▶ [TEXTABSCHNITT]
__________________________________________________

Erinnern Sie sich an die Weihnachtsansprache des Bundespräsidenten im vergangenen Jahr? Ein Zitat daraus, Thema dieses Abschnitts war die Flüchtlingssituation: “Wo die Behörden an ihre Grenzen kamen, haben Sie, liebe Mitbürgerinnen und Mitbürger, die Menschen willkommen geheißen. Spontan und wie selbstverständlich. Tausendfach haben Sie Essen und Trinken, Decken und Kleidung gebracht, Sprachkurse organisiert und Unterstützung bei Behördengängen geleistet. Sie alle sind zum Gesicht eines warmherzigen und menschlichen Landes geworden.”
Die Leistungen der vielen Menschen sind nicht kleinzureden – aber diese und Aussagen anderer Politiker gingen mir durch den Kopf, als ich (neben meiner nicht unmittelbar für jeden sichtbaren Erkrankung Typ-1-Diabetes) für einige Zeit für jeden sichtbar behindert war: Wie hilfsbereit und rücksichtsvoll sind die Menschen im ganz normalen Alltag?

__________________________________________________

▶ [ARBEITSAUFTRAG A]
Welches Thema hatte laut dem Textabschnitt der zitierte Teil der Weihnachtsansprache des Bundespräsidenten?
▶ [ARBEITSAUFTRAG B]
Gib aus dem Textabschnitt wortgetreu die Stelle aus, die mit den Worten „Erinnern Sie sich“ beginnt und mit „ganz normalen Alltag?“ endet.

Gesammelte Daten
__________________________________________________

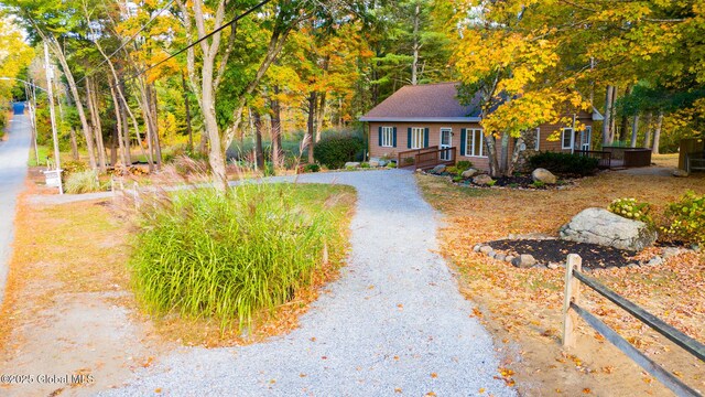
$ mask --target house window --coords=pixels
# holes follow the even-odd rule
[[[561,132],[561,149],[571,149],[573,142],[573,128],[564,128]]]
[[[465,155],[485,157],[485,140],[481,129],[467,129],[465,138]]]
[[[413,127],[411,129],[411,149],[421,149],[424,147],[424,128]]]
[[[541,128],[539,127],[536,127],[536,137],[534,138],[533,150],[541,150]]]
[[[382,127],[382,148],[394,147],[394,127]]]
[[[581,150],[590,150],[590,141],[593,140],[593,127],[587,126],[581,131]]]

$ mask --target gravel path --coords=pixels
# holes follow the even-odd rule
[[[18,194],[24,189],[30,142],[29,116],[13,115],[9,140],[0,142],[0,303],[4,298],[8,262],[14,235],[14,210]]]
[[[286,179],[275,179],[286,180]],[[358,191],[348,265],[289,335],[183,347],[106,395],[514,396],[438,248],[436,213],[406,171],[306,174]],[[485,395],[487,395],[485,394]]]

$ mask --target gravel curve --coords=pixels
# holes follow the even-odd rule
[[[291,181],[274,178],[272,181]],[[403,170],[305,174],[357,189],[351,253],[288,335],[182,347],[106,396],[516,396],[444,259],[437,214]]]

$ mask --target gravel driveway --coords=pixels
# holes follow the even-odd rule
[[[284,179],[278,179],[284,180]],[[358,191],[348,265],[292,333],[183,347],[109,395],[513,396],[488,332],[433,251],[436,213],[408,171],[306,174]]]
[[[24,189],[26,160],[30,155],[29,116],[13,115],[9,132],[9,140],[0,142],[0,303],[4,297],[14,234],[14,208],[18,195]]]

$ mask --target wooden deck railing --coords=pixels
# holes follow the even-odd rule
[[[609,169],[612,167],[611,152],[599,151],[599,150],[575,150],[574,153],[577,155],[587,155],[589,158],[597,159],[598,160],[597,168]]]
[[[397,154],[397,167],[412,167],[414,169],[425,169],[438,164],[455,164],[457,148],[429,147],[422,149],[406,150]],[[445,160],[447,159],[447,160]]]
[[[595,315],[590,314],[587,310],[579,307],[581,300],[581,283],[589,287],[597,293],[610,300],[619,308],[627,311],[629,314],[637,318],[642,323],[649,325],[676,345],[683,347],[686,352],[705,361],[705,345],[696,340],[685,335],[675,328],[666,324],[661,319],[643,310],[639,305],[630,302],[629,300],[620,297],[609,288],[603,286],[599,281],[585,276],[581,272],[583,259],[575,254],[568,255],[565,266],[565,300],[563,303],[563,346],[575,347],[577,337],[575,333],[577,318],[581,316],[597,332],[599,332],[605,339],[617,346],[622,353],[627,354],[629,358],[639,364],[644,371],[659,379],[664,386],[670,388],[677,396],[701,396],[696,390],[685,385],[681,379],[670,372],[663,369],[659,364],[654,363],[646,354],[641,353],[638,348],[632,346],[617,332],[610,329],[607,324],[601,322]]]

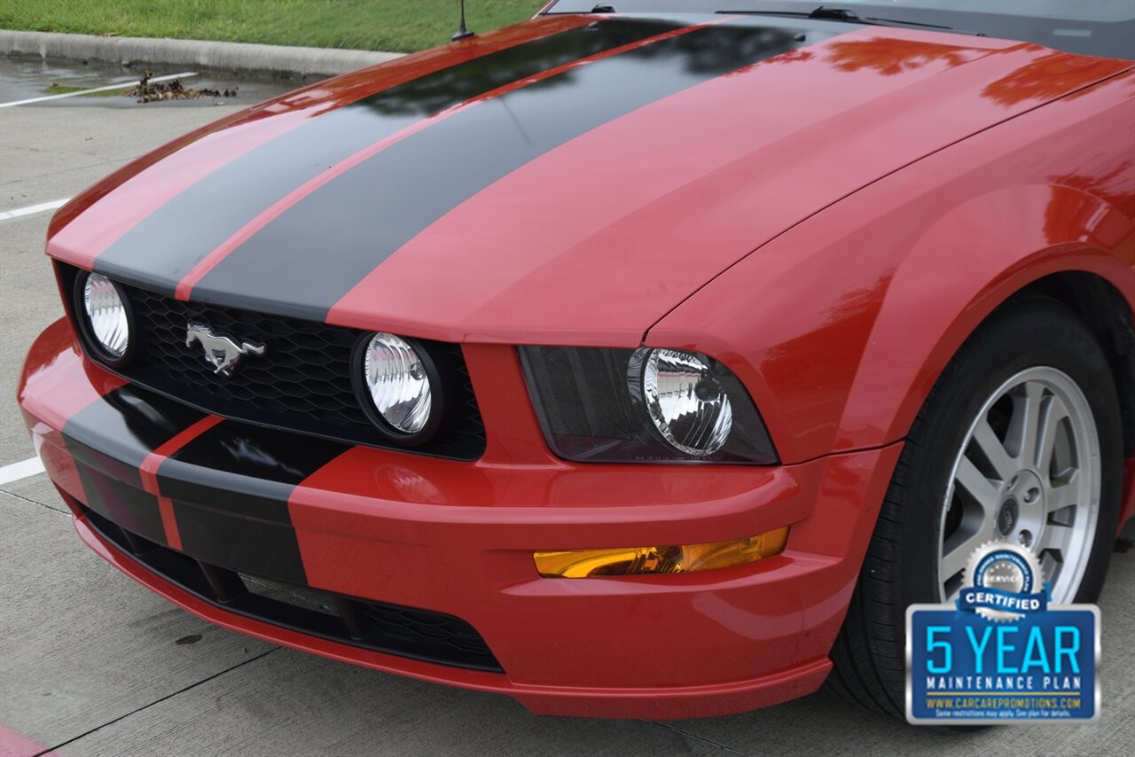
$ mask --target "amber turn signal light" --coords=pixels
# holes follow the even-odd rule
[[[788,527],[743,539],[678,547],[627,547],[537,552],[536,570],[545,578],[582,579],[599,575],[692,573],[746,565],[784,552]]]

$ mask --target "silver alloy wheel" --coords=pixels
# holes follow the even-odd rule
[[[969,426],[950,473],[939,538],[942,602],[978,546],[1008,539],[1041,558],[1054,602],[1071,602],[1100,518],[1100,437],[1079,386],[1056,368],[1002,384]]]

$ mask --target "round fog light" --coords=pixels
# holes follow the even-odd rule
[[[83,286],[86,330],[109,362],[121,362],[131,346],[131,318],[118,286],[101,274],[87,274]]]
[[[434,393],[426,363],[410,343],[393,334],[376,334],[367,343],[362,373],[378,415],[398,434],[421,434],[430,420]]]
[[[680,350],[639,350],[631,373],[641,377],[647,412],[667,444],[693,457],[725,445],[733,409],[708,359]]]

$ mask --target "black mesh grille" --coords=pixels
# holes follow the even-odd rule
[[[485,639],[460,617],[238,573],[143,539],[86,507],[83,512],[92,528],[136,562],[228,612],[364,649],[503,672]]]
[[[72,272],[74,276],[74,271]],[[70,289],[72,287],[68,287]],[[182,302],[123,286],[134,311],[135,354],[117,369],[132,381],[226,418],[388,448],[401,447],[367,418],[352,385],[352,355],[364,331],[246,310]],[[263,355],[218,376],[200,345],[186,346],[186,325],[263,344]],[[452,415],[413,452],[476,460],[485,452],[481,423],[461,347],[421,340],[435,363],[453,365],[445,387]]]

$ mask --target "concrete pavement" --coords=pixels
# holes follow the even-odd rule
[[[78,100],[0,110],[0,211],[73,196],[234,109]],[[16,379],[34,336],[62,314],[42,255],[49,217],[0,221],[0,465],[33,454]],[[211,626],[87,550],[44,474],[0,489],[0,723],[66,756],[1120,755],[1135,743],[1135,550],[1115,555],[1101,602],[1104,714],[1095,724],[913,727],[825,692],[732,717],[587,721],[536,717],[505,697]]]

__________________________________________________

▶ [LÖSUNG A]
Die Flüchtlingssituation.

▶ [LÖSUNG B]
Erinnern Sie sich an die Weihnachtsansprache des Bundespräsidenten im vergangenen Jahr? Ein Zitat daraus, Thema dieses Abschnitts war die Flüchtlingssituation: “Wo die Behörden an ihre Grenzen kamen, haben Sie, liebe Mitbürgerinnen und Mitbürger, die Menschen willkommen geheißen. Spontan und wie selbstverständlich. Tausendfach haben Sie Essen und Trinken, Decken und Kleidung gebracht, Sprachkurse organisiert und Unterstützung bei Behördengängen geleistet. Sie alle sind zum Gesicht eines warmherzigen und menschlichen Landes geworden.”
Die Leistungen der vielen Menschen sind nicht kleinzureden – aber diese und Aussagen anderer Politiker gingen mir durch den Kopf, als ich (neben meiner nicht unmittelbar für jeden sichtbaren Erkrankung Typ-1-Diabetes) für einige Zeit für jeden sichtbar behindert war: Wie hilfsbereit und rücksichtsvoll sind die Menschen im ganz normalen Alltag?